WHAT TO WORK ON: Take every line containing "black" out of the records.

RECORDS:
↓↓↓

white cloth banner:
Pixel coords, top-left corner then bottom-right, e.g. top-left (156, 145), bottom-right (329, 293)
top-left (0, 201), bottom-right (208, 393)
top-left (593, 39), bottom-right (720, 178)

↑↑↑
↓↓↓

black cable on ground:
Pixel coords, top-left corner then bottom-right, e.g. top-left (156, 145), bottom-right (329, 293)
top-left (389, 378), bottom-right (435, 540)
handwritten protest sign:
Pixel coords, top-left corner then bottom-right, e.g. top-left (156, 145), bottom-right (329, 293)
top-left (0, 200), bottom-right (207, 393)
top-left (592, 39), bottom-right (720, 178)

↑↑↑
↓↓↓

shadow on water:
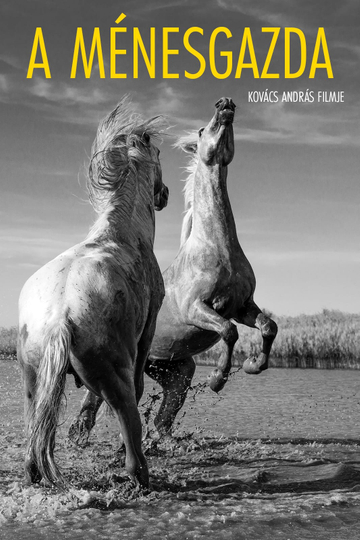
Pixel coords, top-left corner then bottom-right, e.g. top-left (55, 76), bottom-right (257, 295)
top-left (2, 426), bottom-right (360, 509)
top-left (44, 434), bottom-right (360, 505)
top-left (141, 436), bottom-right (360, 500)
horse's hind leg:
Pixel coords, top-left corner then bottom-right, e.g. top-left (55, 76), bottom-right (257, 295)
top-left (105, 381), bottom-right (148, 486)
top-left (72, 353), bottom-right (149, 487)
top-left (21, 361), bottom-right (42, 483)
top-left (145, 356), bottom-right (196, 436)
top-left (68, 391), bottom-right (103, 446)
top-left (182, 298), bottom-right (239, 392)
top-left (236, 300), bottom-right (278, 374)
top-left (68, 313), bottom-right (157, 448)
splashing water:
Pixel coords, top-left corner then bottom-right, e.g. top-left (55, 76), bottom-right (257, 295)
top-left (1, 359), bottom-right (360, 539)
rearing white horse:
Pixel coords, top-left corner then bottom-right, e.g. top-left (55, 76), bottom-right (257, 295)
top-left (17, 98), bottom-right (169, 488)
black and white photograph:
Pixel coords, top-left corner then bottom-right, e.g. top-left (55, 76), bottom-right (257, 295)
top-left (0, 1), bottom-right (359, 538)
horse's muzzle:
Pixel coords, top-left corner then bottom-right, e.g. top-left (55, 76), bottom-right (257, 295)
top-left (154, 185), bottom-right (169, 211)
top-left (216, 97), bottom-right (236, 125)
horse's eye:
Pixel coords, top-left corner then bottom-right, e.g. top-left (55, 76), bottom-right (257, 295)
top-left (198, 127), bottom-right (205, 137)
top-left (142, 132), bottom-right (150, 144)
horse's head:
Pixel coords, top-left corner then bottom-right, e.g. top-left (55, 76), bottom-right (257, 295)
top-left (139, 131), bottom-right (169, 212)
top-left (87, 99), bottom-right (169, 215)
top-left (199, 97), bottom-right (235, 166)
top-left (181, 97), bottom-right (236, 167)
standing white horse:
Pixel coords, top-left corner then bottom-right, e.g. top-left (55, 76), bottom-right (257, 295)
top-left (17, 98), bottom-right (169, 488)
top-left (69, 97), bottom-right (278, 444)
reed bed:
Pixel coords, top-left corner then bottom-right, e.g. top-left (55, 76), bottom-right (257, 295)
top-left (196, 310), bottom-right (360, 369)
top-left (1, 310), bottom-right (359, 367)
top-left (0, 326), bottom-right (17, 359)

↑↑↑

TASK SOLUTION:
black cable on ground:
black and white photograph:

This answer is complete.